** Begin Records to process **

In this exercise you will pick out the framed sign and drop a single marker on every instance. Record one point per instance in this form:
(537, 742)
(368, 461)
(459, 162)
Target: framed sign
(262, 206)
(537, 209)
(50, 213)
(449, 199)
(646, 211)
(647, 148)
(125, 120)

** End Records to process **

◆ **What is needed**
Render the data above as a Markdown table with two columns, Row and Line, giving each nonblank line its own numbered row.

◆ **The completed task**
| Row | Line |
|---|---|
| 1 | In this exercise you will pick out the framed sign and drop a single marker on every instance. Record one point per instance in this form: |
| 2 | (537, 742) |
| 3 | (368, 461) |
| 4 | (459, 162) |
| 5 | Target: framed sign |
| 6 | (262, 206) |
| 7 | (537, 209) |
| 8 | (50, 213) |
| 9 | (449, 199) |
| 10 | (646, 211) |
| 11 | (647, 148) |
| 12 | (125, 120) |